Exercise instructions
Extract the data exactly, missing nothing.
Data records START
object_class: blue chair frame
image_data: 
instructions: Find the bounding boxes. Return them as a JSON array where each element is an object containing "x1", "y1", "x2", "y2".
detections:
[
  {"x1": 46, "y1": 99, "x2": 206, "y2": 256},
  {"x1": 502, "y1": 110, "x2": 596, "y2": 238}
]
Data records END
Reply to the task
object_class: blue chair frame
image_data: 
instructions: Find the bounding boxes. Return them as a JSON array where each element is an object containing "x1", "y1", "x2", "y2".
detections:
[
  {"x1": 46, "y1": 99, "x2": 206, "y2": 256},
  {"x1": 502, "y1": 110, "x2": 596, "y2": 238}
]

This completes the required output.